WHAT YOU HAVE TO DO: Below are lines of data, and only some are wanted. Please repeat exactly those from the line that has "bare ground as (x, y), one per line" through the line that has "the green leaf as".

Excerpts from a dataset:
——————
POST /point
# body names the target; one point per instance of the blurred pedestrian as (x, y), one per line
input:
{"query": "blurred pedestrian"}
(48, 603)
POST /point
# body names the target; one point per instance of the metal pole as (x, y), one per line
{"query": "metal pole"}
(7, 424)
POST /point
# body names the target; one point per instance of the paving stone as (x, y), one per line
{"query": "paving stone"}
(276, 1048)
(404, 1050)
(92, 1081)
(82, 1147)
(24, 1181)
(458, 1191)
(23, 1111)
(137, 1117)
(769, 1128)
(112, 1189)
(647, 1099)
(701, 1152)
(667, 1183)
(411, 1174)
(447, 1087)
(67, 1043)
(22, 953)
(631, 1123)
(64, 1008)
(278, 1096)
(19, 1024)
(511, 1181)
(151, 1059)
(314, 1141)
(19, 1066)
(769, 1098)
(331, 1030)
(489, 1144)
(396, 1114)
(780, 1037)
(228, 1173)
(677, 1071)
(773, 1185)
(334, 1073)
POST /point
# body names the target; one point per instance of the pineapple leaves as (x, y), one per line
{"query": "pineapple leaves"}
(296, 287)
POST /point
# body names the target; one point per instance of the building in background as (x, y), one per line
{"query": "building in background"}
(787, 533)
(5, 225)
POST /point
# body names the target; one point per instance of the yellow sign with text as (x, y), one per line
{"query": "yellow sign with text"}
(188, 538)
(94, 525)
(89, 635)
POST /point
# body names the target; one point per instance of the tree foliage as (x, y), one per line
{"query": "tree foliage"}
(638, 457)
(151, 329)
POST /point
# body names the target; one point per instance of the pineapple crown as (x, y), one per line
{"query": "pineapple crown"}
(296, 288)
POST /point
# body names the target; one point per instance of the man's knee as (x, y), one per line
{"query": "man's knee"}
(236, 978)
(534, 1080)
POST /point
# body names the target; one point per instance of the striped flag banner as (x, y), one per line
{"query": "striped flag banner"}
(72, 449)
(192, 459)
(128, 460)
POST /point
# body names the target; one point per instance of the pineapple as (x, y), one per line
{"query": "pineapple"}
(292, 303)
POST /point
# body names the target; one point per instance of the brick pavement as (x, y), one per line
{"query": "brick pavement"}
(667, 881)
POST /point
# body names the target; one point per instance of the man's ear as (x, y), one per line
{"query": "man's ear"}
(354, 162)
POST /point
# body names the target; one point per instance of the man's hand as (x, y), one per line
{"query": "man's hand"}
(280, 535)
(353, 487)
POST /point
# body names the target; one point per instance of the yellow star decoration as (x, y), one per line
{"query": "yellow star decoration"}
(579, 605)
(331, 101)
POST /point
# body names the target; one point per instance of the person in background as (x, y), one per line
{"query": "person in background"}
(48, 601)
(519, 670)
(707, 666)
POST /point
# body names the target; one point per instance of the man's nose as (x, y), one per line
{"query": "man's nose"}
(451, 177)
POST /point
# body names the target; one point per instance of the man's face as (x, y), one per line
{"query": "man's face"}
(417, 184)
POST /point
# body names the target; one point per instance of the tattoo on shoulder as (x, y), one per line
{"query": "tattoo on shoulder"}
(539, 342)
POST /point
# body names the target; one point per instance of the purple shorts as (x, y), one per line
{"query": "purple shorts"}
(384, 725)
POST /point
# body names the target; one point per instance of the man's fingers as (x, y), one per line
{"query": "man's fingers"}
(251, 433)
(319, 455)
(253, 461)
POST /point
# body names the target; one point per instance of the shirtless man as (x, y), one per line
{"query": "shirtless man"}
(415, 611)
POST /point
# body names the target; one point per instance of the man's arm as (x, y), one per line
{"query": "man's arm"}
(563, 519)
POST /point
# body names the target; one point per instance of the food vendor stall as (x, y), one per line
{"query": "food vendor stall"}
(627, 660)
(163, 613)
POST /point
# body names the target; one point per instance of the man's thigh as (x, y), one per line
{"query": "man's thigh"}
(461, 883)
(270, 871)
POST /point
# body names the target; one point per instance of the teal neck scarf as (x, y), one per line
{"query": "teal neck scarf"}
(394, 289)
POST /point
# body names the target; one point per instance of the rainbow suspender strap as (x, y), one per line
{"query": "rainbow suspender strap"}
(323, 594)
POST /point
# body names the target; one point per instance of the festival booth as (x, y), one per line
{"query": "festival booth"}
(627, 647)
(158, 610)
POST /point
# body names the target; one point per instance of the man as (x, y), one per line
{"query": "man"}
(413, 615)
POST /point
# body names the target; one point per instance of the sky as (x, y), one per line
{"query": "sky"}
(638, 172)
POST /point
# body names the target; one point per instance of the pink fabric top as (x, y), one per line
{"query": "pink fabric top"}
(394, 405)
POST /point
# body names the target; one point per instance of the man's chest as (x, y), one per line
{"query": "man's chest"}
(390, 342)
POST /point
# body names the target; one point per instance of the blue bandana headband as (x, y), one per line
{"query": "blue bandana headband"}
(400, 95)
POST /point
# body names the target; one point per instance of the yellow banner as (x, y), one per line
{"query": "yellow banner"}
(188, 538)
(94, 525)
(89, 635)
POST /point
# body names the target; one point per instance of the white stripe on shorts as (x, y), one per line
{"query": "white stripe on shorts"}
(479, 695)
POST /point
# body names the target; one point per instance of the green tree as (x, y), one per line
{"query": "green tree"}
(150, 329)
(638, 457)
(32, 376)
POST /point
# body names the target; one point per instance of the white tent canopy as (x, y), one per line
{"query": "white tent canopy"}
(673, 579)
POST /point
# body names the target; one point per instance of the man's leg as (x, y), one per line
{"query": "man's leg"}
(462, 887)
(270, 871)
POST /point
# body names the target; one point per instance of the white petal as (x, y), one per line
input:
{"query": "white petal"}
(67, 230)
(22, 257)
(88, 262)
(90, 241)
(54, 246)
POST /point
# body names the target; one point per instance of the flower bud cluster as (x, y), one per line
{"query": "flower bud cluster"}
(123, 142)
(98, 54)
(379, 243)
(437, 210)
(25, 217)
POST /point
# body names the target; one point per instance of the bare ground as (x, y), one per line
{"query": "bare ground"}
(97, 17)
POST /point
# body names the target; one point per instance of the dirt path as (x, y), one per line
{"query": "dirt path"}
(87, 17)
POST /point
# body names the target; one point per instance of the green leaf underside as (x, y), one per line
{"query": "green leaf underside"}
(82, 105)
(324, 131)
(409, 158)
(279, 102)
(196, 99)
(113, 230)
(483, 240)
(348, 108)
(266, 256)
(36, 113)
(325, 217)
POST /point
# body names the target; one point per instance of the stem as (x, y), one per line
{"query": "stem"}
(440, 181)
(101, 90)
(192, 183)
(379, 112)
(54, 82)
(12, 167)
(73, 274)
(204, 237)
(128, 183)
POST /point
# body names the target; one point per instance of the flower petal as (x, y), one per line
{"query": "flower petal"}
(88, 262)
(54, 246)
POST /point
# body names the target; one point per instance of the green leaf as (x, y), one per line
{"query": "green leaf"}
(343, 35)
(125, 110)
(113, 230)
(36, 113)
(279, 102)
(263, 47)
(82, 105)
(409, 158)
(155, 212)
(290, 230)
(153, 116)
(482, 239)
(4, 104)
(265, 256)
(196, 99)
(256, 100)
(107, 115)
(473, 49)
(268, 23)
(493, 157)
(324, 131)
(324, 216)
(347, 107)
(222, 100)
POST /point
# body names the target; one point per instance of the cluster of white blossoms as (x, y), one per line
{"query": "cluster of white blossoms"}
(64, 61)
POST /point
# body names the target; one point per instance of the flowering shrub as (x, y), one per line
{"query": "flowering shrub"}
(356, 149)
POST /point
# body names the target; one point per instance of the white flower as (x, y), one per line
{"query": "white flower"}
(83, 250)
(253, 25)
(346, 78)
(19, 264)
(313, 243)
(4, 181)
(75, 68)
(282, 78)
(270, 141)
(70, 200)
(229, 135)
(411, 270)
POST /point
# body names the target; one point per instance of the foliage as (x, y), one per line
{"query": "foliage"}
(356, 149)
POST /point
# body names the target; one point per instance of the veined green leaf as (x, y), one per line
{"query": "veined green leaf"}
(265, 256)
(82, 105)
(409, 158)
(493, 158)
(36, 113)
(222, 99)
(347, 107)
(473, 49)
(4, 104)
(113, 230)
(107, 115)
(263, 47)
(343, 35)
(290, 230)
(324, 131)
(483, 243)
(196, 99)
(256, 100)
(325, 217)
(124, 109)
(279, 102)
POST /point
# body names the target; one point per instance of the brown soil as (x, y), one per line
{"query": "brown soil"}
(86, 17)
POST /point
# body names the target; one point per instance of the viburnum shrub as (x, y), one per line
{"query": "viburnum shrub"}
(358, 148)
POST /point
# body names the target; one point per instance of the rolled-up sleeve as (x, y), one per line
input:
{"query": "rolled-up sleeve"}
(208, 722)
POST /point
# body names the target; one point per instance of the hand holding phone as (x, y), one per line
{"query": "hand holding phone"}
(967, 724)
——————
ANSWER:
# body names the target; one point per instance of the bare ground as (x, y), one per line
{"query": "bare ground"}
(97, 17)
POST /point
# body names the target; one point per instance of the dirt path as (x, y), one per line
{"query": "dirt path"}
(87, 17)
POST /point
# body names the target; one point per instance of the green leaf underside as (x, y), one per line
{"query": "green leaf underside"}
(82, 105)
(324, 131)
(409, 158)
(279, 102)
(196, 99)
(113, 230)
(483, 240)
(348, 108)
(266, 256)
(36, 113)
(325, 217)
POST /point
# body names the target; one point per instance of the stem as (x, y), one per line
{"query": "stem"}
(440, 181)
(101, 90)
(192, 183)
(379, 112)
(54, 82)
(12, 167)
(73, 274)
(204, 237)
(128, 183)
POST /point
# body names the target; one point per instance of the flower petal as (x, y), one per line
{"query": "flower petal"}
(88, 262)
(54, 246)
POST /point
# body names the target; one point per instance of the green leaf as (x, y), one per line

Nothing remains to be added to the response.